## TASK INPUTS:
§ §

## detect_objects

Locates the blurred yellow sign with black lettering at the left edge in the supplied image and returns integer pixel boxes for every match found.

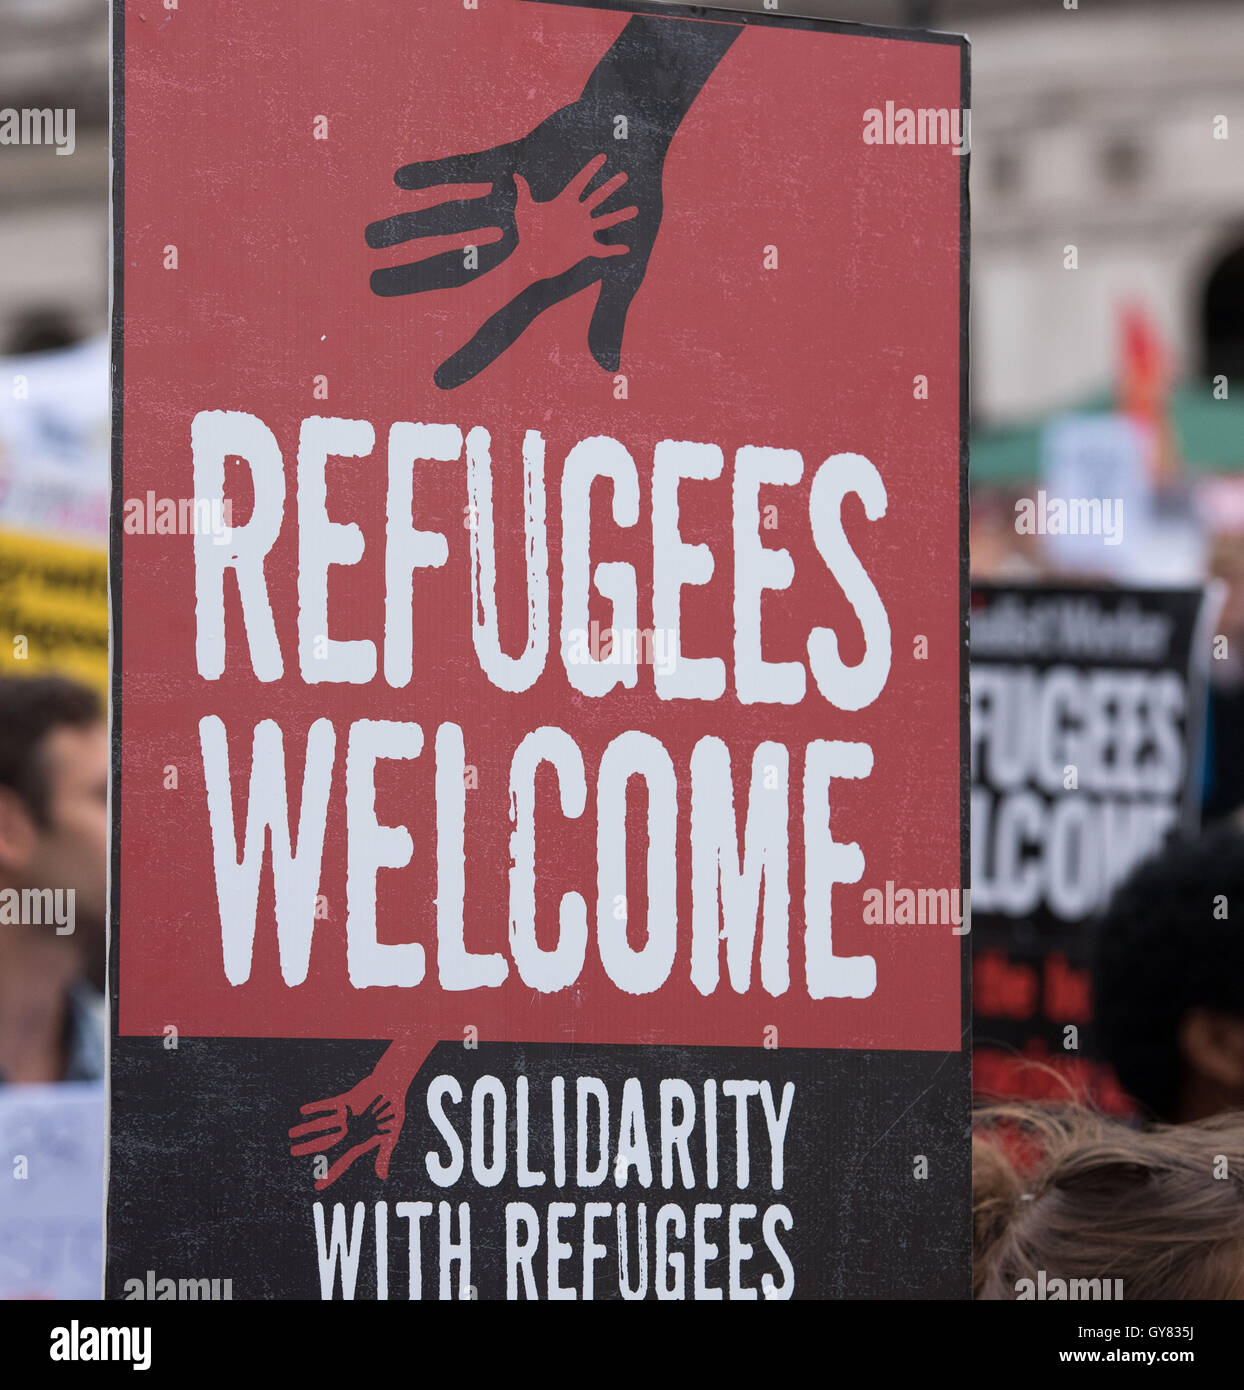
[0,528,108,699]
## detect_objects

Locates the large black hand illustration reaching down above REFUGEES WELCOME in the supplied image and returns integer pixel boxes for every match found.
[367,15,742,389]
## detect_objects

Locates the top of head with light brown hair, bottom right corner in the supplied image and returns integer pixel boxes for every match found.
[972,1105,1244,1300]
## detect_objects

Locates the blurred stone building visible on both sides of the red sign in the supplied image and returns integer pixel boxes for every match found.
[0,0,1244,430]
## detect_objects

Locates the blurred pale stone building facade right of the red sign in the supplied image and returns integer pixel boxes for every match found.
[972,3,1244,425]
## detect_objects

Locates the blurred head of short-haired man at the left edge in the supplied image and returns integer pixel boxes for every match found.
[0,676,108,977]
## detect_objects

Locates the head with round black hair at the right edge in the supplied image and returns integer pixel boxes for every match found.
[1092,821,1244,1120]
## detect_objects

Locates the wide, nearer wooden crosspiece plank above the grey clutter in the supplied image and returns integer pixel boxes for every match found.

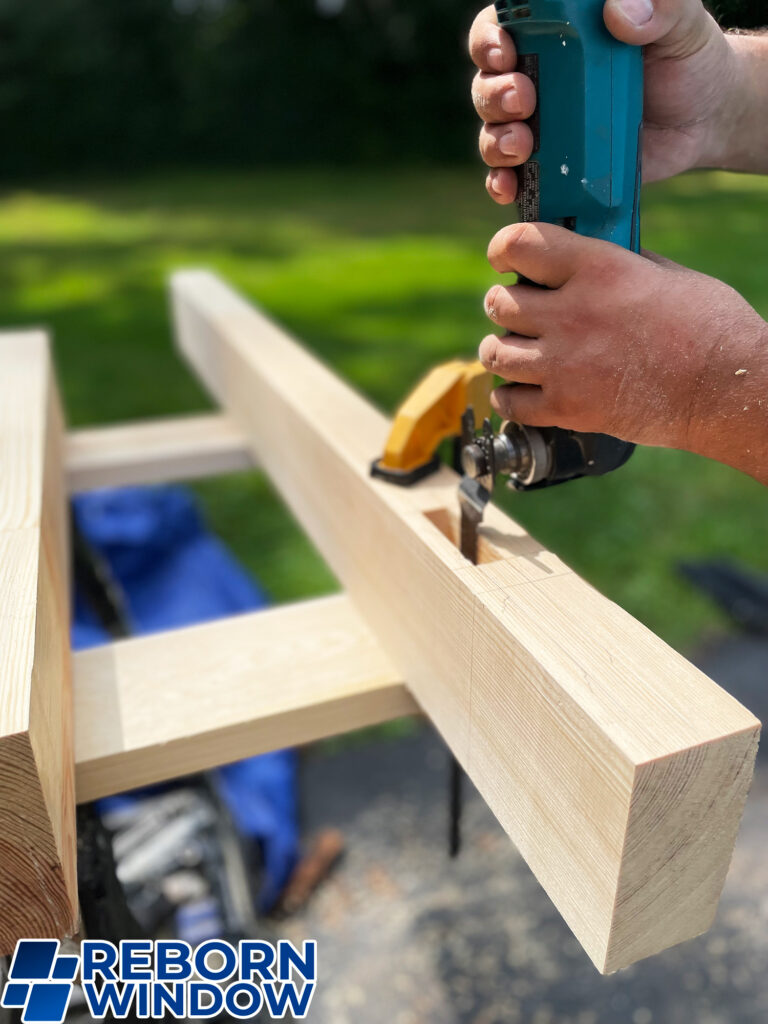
[75,597,418,803]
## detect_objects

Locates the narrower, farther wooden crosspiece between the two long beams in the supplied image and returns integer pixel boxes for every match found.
[67,414,253,494]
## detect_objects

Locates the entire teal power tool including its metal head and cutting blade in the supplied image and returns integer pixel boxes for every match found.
[460,0,643,560]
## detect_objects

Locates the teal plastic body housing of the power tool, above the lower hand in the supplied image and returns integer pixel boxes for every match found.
[496,0,643,252]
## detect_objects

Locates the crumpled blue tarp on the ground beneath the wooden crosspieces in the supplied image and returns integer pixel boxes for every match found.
[73,487,298,909]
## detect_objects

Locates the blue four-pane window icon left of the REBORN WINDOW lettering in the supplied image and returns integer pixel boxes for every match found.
[0,939,80,1024]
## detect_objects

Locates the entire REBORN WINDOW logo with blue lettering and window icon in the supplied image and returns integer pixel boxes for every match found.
[0,939,317,1024]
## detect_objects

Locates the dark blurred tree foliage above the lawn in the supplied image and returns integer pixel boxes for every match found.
[0,0,768,177]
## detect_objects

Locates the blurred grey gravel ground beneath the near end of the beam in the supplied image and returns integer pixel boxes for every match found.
[280,640,768,1024]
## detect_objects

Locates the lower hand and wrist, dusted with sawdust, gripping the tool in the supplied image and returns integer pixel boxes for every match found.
[480,224,768,482]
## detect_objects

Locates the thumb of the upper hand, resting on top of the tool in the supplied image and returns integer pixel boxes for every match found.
[603,0,716,57]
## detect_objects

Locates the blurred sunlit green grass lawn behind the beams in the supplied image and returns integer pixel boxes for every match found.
[0,168,768,647]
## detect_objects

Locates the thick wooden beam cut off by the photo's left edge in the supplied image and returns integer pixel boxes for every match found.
[0,332,77,954]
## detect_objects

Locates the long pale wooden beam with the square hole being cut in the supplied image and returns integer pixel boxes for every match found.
[172,271,759,972]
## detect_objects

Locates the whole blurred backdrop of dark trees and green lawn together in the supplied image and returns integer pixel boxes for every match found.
[0,0,768,648]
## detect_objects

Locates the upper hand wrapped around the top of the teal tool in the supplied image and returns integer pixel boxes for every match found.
[469,0,753,197]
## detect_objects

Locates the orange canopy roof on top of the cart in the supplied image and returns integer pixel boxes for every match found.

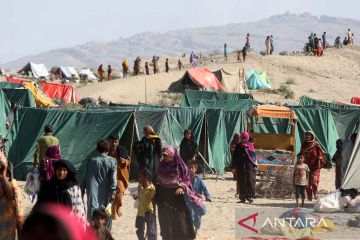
[248,105,296,119]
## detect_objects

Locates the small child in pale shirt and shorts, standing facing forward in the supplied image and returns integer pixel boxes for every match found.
[293,153,310,207]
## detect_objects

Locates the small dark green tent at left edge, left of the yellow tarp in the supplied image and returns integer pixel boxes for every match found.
[2,88,36,108]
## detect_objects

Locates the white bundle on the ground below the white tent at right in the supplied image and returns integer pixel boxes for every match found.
[314,188,360,213]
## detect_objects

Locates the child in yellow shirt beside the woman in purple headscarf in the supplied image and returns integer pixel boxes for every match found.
[135,168,156,240]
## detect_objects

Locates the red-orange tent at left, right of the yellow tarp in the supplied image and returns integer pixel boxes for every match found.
[40,82,79,103]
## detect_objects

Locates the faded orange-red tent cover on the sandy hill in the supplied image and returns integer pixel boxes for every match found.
[187,68,224,91]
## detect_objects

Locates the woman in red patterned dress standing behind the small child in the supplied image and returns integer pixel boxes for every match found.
[300,131,324,201]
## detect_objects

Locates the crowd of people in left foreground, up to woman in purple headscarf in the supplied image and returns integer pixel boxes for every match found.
[0,125,211,240]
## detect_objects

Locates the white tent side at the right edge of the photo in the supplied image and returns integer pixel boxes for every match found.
[341,134,360,189]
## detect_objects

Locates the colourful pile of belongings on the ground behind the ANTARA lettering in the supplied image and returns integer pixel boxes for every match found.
[260,208,335,238]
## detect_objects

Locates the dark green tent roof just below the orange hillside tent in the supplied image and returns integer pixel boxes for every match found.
[180,90,253,107]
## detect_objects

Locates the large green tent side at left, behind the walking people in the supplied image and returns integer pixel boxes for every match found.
[8,108,132,179]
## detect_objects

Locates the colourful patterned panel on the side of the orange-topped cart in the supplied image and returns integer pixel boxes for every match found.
[256,149,291,165]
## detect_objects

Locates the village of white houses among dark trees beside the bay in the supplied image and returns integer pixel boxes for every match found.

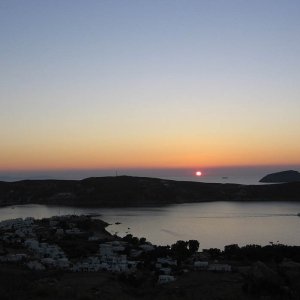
[0,215,231,284]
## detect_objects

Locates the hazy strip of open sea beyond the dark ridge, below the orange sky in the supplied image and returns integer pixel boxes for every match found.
[0,165,300,184]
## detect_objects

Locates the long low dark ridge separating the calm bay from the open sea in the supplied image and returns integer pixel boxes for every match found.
[0,176,300,207]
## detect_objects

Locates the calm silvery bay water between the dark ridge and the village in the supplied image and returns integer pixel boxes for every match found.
[0,202,300,249]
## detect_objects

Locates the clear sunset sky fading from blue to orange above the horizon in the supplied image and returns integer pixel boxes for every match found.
[0,0,300,170]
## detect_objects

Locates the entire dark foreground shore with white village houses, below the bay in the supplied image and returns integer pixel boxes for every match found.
[0,215,300,299]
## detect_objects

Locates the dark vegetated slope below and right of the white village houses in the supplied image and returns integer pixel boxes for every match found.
[0,239,300,300]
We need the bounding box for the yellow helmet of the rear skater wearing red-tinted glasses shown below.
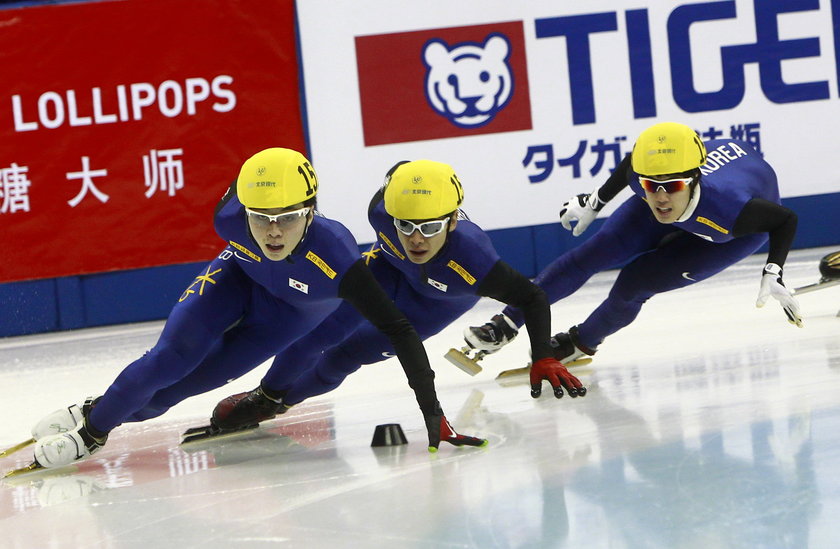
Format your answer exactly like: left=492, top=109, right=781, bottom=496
left=631, top=122, right=706, bottom=175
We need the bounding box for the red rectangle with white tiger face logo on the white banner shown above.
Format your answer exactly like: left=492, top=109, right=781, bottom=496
left=355, top=21, right=531, bottom=147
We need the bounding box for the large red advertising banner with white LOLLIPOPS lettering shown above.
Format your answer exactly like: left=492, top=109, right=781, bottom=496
left=0, top=0, right=306, bottom=282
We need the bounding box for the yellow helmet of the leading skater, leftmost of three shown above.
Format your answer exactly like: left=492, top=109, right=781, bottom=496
left=236, top=147, right=318, bottom=208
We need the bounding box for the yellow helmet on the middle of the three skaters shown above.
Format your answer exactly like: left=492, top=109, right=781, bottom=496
left=385, top=160, right=464, bottom=219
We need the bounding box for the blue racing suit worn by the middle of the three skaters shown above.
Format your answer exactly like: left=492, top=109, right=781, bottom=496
left=262, top=190, right=551, bottom=404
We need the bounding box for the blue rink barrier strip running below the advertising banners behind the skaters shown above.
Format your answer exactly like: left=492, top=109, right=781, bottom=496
left=0, top=193, right=840, bottom=337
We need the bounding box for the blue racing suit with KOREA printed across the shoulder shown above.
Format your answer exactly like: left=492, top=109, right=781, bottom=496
left=504, top=139, right=796, bottom=349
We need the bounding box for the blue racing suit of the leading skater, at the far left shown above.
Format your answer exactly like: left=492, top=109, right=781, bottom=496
left=90, top=186, right=441, bottom=432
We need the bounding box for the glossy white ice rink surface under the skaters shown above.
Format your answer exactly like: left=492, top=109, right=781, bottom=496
left=0, top=248, right=840, bottom=549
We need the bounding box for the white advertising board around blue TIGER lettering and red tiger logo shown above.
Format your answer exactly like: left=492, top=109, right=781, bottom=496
left=298, top=0, right=840, bottom=242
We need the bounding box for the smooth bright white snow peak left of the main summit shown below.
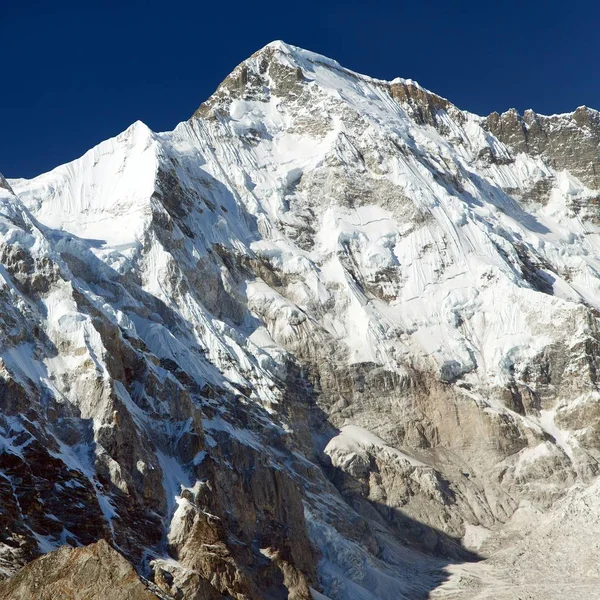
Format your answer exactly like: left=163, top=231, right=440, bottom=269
left=13, top=121, right=158, bottom=249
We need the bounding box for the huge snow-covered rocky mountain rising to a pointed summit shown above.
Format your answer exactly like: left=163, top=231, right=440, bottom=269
left=0, top=42, right=600, bottom=600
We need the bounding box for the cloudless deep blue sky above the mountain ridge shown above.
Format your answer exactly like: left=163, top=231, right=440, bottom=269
left=0, top=0, right=600, bottom=177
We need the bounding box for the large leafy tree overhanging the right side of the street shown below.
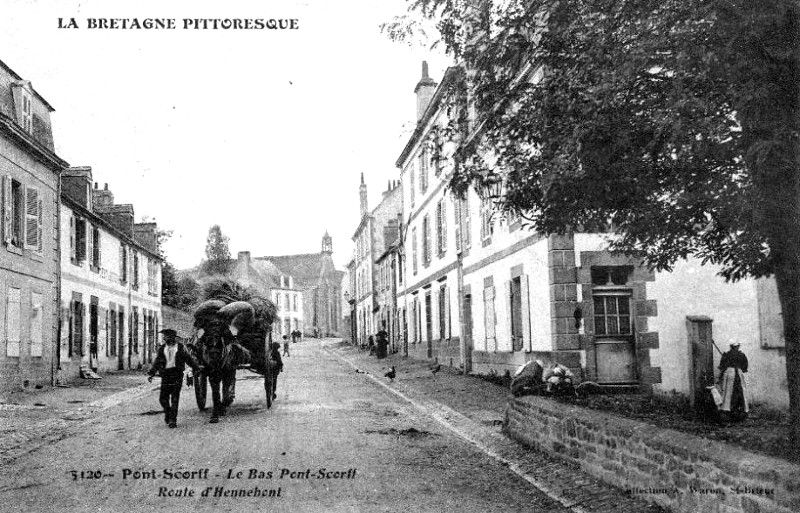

§ §

## YOUR ASSIGNMENT:
Which lines of the records above contain the word "snow"? Copy each of them.

## OUTPUT OF THE EXERCISE:
We need the bounding box for the smooth bright white snow peak left of the main summit shown below.
We need the bounding box for the huge snow-covered rocky mountain rising to a pointed summit shown above.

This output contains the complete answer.